Israel and Hamas Working toward New Truce, Hostage Deal

 20 December 2023, Palestinian Territories, Rafah: Palestinians search for survivors among the rubble, following an Israeli strike on Rafah in the southern Gaza Strip. (dpa)
20 December 2023, Palestinian Territories, Rafah: Palestinians search for survivors among the rubble, following an Israeli strike on Rafah in the southern Gaza Strip. (dpa)
TT

Israel and Hamas Working toward New Truce, Hostage Deal

 20 December 2023, Palestinian Territories, Rafah: Palestinians search for survivors among the rubble, following an Israeli strike on Rafah in the southern Gaza Strip. (dpa)
20 December 2023, Palestinian Territories, Rafah: Palestinians search for survivors among the rubble, following an Israeli strike on Rafah in the southern Gaza Strip. (dpa)

Hopes rose Wednesday that Israel and Hamas may be inching toward another truce and hostage release deal in the Gaza war, following secret talks and as the head of the Palestinian militant group visited Egypt.

Israeli Prime Minister Benjamin Netanyahu late Tuesday told relatives of some of the remaining 129 captives held in Gaza since the October 7 attacks that his spy chief was working on efforts to "free our hostages".

"I have just sent the head of Mossad to Europe twice to promote a process to free our hostages," the premier told them. "I will spare no effort on the subject, and our duty is to bring them all back."

Mossad director David Barnea held a "positive meeting" in Warsaw this week with CIA chief Bill Burns and Qatari Prime Minister Sheikh Mohammed bin Abdulrahman Al Thani, a source familiar with the talks told AFP, asking not to be named.

Talks were ongoing "with the aim of reaching an agreement around the release of the remaining hostages in Gaza in exchange for a truce and the potential release of Palestinians held in Israeli prisons," said the source.

The Qatar-based chief of Hamas, Ismail Haniyeh, on Wednesday travelled to Egypt, traditionally a key mediator between Israel and the Palestinians, for talks with intelligence chief Abbas Kamel.

A source close to Hamas, also speaking on condition of anonymity, said the talks would focus on stopping the war and "to prepare an agreement for the release of prisoners (and) the end of the siege imposed on the Gaza Strip".

President Isaac Herzog also said Israel was "ready for another humanitarian pause and additional humanitarian aid in order to enable the release of hostages".

Supplied entries:
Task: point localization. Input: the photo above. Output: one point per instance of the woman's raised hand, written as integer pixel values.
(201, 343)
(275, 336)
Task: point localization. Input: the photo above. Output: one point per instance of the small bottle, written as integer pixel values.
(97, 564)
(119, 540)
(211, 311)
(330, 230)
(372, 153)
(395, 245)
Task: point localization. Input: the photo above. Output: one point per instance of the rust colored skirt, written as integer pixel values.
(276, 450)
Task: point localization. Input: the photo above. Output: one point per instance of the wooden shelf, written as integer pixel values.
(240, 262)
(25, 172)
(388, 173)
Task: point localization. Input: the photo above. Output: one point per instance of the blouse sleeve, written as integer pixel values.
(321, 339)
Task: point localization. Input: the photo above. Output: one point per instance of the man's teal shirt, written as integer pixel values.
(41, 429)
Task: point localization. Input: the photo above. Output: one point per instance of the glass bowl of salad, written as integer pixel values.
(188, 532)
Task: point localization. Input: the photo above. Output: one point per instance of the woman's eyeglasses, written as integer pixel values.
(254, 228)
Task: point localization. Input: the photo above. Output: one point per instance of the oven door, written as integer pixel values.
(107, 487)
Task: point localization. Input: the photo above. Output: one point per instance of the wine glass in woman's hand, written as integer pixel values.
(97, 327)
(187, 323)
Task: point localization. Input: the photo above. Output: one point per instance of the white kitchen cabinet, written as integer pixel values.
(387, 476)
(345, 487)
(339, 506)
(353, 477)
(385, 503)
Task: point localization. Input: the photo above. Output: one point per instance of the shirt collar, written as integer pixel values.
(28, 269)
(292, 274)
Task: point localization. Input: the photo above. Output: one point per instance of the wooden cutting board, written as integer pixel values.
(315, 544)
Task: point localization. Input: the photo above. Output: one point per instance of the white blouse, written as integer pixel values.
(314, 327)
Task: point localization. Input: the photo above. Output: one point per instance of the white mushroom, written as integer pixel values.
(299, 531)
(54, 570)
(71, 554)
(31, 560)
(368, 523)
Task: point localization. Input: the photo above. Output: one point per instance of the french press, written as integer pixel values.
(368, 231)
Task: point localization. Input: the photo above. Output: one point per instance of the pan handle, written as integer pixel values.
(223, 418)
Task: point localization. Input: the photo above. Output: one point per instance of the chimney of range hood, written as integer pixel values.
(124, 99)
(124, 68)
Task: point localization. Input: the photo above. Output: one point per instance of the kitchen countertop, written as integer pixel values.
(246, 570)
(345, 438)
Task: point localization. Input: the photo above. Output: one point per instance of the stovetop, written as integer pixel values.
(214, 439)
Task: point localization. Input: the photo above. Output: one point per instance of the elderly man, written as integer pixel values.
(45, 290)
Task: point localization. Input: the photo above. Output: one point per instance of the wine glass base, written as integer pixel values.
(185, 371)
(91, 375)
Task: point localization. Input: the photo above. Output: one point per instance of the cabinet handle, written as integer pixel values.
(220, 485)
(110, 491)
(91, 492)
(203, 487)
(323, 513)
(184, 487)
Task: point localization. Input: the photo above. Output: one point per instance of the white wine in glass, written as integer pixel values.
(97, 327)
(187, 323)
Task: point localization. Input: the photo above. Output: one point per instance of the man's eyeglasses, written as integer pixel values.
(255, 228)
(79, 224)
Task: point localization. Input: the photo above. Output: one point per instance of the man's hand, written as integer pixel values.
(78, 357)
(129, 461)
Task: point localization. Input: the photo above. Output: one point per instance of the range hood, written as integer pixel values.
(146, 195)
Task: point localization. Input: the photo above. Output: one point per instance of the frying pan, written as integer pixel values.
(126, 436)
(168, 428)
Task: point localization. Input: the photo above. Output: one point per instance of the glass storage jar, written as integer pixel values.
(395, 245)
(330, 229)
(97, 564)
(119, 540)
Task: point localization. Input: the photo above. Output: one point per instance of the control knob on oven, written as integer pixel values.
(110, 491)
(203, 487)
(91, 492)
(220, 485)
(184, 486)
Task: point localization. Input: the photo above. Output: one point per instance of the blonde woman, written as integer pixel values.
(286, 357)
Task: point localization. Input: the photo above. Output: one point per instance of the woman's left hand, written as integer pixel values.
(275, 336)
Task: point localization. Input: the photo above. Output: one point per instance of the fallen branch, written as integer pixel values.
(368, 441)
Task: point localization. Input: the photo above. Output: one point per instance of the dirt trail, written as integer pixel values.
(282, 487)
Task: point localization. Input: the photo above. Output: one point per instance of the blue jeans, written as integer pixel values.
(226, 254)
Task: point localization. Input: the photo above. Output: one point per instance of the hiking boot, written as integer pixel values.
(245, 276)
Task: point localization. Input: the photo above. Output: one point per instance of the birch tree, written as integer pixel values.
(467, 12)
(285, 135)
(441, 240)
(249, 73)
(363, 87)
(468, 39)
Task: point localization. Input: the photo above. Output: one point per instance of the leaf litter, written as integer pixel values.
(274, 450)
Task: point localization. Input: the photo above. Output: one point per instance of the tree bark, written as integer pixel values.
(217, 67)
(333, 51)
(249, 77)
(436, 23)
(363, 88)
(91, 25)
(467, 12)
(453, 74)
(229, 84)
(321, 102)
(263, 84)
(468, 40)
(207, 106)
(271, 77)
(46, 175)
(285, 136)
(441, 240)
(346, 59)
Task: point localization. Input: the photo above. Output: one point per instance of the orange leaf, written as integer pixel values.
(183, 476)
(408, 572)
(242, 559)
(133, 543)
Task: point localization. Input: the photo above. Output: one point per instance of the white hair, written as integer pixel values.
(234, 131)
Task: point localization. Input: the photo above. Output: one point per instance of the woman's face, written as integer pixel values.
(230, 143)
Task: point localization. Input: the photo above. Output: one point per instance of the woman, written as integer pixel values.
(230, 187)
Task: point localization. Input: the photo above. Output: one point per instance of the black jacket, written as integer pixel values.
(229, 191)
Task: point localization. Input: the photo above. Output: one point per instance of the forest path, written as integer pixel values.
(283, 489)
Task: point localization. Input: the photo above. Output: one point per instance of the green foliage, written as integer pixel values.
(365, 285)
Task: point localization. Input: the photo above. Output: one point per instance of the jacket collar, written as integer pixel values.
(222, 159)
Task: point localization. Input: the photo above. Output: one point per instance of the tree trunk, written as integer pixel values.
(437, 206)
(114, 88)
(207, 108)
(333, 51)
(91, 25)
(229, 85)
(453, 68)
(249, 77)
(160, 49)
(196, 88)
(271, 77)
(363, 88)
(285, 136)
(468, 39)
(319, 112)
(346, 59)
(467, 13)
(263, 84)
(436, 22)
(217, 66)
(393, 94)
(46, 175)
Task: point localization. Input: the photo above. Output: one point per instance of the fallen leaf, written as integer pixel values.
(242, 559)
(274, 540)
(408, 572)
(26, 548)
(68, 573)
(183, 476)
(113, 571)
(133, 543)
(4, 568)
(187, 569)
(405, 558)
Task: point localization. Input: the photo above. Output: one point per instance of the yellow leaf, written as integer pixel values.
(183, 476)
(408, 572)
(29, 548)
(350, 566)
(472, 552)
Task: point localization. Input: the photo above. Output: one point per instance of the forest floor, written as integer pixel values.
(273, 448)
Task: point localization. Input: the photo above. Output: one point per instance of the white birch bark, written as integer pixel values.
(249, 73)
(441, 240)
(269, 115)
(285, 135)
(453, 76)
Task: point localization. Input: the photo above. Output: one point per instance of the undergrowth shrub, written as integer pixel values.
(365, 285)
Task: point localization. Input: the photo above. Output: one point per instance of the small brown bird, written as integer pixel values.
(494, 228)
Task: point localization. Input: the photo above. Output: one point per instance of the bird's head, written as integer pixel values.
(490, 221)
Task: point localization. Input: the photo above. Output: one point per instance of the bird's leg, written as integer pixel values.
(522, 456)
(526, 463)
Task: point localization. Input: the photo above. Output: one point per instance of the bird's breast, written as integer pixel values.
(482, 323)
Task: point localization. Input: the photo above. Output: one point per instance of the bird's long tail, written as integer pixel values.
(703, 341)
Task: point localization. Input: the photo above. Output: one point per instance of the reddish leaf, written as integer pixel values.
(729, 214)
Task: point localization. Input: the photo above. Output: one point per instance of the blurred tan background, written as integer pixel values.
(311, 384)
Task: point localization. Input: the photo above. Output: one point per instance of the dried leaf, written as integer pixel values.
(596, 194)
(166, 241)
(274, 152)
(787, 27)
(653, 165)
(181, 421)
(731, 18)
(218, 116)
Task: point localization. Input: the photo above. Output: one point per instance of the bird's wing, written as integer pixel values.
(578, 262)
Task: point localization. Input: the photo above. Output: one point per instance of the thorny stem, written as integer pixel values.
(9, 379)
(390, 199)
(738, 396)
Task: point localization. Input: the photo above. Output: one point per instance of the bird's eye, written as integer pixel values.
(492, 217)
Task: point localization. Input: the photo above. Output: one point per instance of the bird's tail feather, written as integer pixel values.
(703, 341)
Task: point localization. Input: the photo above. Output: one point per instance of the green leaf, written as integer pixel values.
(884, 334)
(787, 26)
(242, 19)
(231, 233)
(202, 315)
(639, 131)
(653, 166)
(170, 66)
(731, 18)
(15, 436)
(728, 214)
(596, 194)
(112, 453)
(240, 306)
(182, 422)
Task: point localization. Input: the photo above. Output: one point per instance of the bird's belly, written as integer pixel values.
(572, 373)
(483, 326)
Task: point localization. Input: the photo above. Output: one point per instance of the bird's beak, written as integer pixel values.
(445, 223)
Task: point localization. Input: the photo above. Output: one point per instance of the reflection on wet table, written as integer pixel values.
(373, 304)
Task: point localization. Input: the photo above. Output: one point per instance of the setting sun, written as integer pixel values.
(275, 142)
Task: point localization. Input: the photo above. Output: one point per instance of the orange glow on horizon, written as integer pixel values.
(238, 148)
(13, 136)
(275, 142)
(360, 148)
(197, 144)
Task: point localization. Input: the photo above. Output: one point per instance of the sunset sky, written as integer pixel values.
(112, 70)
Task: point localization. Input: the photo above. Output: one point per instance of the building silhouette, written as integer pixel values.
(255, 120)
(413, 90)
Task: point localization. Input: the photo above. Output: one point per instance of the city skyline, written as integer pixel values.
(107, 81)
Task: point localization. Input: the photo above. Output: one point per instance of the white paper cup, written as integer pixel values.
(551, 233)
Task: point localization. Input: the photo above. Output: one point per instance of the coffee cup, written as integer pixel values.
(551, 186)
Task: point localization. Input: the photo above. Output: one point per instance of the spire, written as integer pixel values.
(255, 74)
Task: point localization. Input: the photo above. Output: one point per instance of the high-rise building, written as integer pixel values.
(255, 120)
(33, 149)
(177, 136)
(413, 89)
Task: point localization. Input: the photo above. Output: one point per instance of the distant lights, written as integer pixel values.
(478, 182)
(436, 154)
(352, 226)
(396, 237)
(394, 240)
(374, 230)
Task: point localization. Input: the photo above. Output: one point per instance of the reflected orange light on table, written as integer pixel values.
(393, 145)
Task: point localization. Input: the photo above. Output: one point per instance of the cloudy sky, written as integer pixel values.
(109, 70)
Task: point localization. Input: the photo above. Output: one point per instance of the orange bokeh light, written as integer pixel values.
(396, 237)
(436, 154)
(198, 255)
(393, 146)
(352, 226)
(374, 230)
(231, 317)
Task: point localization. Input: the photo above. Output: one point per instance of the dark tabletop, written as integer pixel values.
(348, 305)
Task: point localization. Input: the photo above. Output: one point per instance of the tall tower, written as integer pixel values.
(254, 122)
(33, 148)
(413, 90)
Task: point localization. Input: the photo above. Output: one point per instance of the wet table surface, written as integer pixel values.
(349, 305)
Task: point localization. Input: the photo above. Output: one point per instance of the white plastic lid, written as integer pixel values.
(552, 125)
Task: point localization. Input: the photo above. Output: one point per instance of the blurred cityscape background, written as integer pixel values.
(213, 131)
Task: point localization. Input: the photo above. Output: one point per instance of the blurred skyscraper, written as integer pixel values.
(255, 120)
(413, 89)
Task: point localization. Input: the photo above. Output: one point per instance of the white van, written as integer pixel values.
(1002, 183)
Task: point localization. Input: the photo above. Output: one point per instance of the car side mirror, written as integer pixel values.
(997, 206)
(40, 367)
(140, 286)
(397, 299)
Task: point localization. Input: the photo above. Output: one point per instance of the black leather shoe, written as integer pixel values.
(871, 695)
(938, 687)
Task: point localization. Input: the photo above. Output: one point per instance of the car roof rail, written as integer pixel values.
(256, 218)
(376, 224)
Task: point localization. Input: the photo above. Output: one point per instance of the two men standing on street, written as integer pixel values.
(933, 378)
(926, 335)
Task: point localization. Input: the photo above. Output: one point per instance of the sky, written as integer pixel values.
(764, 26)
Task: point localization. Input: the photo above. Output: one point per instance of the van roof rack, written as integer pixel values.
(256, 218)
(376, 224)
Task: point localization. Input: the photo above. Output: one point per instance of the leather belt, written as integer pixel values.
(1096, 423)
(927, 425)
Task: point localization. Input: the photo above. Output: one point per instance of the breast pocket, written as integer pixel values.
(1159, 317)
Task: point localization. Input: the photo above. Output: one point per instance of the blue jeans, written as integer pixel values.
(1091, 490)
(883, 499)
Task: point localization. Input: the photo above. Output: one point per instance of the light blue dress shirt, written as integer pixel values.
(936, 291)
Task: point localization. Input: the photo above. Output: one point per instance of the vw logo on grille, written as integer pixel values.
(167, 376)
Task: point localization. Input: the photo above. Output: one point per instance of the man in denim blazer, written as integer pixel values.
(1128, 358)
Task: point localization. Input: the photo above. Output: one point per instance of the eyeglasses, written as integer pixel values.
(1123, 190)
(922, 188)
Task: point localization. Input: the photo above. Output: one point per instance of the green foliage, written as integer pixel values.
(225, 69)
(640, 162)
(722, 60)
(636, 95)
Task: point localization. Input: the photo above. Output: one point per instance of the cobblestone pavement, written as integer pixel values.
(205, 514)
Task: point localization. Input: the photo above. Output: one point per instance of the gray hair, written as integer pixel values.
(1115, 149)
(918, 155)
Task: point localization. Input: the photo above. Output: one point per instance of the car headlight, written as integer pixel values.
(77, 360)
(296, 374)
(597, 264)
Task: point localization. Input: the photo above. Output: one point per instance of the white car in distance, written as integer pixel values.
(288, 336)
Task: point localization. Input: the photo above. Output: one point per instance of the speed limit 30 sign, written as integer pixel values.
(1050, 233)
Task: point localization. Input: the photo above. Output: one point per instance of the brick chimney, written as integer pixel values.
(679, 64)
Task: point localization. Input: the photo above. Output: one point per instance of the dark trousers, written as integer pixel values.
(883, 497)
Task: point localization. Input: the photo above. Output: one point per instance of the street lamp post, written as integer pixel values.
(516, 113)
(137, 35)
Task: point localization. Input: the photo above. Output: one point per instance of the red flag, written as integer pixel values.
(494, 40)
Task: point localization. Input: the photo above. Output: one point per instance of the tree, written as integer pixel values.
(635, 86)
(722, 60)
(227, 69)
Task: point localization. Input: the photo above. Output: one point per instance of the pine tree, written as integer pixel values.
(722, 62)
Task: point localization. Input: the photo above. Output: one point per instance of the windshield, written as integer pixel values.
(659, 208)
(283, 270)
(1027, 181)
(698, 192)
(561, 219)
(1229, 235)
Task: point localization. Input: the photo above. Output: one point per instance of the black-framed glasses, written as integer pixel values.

Written task: Condense the paragraph of the news report on the Israel-Hamas truce talks that begins "Mossad director David Barnea" into a short bulleted list of its main facts. The records are separate from the news report and don't relate to it.

Result for this task:
- Mossad director David Barnea held a "positive meeting" in Warsaw this week.
- He met CIA chief Bill Burns and Qatari Prime Minister Sheikh Mohammed bin Abdulrahman Al Thani.
- The information came from an unnamed source familiar with the talks who spoke to AFP.